DATA EXCERPTS >>

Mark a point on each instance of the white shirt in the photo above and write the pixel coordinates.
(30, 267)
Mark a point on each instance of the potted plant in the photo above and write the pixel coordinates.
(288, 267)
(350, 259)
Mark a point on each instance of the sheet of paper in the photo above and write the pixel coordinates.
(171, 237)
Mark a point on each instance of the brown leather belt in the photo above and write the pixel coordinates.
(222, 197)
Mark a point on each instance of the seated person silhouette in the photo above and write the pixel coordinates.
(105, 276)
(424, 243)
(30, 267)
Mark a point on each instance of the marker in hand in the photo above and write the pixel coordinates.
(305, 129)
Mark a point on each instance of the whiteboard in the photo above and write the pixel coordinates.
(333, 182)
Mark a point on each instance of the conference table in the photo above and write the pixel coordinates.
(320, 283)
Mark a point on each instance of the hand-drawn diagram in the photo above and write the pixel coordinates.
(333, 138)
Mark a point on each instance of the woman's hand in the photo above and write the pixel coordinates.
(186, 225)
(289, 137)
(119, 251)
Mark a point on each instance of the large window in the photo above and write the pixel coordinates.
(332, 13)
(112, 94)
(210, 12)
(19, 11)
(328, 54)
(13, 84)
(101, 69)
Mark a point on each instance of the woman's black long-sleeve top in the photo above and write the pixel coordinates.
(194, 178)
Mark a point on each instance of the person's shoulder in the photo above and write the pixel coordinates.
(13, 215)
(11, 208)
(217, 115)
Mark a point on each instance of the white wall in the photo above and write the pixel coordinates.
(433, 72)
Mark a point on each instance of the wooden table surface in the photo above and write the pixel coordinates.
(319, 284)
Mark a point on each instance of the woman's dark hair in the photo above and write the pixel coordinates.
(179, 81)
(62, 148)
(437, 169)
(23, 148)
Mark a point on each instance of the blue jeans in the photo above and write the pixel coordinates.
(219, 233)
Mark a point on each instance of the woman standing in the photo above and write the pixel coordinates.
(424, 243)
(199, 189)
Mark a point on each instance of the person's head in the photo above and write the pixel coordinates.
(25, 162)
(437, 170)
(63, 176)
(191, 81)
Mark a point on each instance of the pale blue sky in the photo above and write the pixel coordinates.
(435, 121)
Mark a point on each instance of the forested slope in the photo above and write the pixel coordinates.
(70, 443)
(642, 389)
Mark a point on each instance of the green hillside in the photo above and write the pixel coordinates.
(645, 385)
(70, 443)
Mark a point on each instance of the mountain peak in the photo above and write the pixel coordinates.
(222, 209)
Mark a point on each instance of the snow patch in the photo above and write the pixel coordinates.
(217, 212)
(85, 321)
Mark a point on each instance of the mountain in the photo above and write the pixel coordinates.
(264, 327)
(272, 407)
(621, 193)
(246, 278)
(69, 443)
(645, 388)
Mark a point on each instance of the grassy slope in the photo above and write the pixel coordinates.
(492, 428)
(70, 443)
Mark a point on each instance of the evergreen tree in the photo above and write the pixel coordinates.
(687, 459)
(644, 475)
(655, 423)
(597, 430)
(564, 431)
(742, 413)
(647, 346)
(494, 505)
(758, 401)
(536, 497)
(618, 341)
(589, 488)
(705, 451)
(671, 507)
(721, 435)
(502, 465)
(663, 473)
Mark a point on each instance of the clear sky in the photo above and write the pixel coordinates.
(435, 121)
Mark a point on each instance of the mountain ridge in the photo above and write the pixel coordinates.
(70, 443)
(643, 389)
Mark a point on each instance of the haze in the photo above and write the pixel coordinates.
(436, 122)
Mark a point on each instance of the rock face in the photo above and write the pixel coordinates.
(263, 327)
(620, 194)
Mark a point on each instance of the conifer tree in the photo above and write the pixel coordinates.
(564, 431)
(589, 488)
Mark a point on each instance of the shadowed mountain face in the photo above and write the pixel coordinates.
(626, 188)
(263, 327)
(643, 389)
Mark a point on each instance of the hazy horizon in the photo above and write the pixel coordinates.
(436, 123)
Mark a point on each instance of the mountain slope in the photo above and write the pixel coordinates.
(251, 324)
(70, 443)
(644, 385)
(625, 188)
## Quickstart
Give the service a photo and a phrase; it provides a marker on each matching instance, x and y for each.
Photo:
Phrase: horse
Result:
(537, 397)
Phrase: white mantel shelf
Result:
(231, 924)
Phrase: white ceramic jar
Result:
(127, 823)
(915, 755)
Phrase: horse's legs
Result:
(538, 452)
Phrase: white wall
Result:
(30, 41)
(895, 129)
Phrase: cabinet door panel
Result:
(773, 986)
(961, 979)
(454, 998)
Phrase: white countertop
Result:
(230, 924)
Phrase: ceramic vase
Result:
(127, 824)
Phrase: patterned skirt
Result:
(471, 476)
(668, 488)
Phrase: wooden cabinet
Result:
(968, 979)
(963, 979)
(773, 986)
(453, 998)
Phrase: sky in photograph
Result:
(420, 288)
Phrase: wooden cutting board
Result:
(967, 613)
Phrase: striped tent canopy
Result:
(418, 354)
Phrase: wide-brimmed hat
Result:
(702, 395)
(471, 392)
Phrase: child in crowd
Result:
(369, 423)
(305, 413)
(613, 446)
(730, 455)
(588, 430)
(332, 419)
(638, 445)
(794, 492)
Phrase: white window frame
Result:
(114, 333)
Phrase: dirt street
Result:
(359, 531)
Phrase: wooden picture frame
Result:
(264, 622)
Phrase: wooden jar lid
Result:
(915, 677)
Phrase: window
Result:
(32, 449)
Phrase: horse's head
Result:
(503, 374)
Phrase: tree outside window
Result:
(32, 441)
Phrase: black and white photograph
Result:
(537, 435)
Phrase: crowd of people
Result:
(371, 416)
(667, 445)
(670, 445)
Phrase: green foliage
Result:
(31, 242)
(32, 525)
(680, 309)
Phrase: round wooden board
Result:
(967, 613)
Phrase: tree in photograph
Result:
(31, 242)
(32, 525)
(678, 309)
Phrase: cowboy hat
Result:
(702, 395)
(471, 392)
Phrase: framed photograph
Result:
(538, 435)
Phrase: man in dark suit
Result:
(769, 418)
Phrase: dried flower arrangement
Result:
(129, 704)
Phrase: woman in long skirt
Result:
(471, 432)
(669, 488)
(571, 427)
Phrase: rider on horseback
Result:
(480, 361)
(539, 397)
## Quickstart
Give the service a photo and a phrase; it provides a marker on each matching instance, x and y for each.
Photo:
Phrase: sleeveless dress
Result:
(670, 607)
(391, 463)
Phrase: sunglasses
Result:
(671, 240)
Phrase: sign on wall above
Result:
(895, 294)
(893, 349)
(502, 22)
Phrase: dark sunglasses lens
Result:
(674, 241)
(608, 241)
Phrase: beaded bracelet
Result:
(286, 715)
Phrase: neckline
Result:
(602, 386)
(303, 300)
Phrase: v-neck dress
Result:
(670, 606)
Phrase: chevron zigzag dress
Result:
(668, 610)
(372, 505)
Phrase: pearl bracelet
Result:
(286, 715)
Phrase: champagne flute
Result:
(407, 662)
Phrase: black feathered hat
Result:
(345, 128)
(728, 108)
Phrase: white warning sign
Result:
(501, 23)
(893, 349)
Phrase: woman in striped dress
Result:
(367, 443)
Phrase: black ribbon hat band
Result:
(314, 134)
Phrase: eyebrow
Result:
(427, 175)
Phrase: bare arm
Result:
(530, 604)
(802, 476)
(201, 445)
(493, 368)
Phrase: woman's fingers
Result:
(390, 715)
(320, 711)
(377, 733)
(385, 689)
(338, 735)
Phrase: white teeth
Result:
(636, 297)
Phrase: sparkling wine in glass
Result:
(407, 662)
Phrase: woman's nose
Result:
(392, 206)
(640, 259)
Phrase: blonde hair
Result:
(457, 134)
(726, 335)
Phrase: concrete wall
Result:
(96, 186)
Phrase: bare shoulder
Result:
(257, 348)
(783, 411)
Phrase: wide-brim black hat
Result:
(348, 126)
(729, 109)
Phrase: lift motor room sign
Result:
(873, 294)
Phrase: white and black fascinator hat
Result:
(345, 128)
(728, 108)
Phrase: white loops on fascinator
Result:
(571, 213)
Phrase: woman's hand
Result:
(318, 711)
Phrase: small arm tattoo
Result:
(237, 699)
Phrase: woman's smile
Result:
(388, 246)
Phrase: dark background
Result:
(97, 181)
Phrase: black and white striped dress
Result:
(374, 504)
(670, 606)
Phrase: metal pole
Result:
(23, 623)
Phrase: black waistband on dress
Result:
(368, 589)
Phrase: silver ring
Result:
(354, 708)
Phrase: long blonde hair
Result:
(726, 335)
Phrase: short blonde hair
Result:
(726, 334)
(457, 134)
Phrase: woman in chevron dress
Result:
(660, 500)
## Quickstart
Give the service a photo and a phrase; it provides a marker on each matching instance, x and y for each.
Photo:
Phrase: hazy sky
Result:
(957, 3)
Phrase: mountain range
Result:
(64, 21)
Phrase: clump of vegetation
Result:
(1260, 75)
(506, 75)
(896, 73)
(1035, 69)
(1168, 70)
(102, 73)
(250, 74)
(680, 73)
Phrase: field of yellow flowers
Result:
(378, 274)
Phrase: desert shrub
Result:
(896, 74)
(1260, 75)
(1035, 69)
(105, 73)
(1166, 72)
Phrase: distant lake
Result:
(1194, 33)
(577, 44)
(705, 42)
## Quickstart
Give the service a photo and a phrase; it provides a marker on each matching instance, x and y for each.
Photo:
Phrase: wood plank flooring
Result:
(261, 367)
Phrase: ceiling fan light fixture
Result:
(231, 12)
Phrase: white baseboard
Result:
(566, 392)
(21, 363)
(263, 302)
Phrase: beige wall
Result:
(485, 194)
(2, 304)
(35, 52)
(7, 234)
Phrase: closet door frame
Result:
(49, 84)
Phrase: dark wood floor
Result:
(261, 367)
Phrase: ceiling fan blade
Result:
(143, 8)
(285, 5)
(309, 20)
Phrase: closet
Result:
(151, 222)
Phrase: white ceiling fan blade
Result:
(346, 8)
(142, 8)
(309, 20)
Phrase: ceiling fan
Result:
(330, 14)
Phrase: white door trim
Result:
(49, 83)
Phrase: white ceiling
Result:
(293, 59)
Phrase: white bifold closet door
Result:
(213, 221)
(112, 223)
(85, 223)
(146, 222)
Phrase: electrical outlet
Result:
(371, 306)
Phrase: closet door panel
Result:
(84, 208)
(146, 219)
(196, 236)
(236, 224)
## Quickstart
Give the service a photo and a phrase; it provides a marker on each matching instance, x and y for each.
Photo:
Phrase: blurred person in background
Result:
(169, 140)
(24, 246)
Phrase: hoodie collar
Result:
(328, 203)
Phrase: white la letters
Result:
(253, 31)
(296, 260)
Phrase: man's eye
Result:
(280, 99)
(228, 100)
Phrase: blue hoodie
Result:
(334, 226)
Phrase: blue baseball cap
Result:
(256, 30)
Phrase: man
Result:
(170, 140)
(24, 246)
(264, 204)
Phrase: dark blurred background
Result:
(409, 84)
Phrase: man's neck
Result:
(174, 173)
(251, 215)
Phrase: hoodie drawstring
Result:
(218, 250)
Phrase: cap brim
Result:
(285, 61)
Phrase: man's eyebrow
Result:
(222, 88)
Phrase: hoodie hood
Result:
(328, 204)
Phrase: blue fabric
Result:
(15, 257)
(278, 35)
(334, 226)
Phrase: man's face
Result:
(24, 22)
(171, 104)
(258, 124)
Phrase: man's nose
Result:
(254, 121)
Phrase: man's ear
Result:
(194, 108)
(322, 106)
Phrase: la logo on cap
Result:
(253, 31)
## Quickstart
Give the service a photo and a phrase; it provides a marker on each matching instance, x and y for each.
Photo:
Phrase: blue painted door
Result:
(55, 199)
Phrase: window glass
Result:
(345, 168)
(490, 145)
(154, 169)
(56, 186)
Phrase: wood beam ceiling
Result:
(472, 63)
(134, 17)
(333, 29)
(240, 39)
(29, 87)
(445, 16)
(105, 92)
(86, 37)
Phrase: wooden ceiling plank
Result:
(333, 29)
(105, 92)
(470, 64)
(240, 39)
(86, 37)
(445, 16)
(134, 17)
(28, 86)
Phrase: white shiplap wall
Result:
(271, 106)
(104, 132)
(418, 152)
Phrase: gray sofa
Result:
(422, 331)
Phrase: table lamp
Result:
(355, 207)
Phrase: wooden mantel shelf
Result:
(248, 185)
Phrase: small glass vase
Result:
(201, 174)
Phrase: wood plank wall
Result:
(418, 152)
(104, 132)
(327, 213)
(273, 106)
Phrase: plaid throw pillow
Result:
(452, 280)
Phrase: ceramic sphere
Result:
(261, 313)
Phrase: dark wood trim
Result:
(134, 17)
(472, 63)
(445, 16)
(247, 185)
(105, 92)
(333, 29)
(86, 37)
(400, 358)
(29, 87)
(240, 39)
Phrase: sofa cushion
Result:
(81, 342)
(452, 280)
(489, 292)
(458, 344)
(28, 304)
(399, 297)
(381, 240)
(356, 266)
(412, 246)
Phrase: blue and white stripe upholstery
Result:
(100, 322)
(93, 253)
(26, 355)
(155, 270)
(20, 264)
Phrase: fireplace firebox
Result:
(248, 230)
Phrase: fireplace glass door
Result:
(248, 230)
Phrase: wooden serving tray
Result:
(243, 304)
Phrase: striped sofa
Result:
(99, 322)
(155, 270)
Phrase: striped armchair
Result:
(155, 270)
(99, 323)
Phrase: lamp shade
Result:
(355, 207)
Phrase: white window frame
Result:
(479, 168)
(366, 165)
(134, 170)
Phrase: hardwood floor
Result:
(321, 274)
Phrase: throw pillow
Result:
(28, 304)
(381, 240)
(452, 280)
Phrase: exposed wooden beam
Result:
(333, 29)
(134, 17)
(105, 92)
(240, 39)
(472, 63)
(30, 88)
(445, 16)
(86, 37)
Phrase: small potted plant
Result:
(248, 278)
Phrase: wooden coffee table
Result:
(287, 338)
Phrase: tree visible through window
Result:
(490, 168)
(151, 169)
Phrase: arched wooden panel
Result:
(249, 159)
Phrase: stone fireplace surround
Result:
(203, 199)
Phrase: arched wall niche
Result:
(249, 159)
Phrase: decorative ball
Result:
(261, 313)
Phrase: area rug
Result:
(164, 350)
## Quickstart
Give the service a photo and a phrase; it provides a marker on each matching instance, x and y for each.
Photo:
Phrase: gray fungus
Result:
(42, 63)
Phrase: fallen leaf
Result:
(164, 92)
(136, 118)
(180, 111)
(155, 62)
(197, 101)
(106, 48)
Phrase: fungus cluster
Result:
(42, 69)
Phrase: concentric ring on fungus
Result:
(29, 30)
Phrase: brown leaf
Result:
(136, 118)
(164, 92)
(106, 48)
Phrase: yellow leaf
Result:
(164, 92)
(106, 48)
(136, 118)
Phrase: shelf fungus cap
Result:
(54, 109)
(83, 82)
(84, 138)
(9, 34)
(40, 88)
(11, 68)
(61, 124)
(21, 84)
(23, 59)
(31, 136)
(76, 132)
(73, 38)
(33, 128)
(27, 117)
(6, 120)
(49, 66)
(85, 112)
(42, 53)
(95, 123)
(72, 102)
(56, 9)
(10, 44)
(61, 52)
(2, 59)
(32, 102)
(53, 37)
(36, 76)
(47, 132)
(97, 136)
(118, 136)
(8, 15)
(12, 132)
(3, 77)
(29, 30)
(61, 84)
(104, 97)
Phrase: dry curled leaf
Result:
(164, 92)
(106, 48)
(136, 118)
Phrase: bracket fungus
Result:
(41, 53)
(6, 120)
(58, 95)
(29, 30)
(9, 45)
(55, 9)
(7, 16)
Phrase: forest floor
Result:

TASK STATEMENT >> Which lines in the records above contain the word "sunglasses"? Copy each one.

SOLUTION TO THIS TASK >>
Phrase: sunglasses
Phrase: dark sunglasses lens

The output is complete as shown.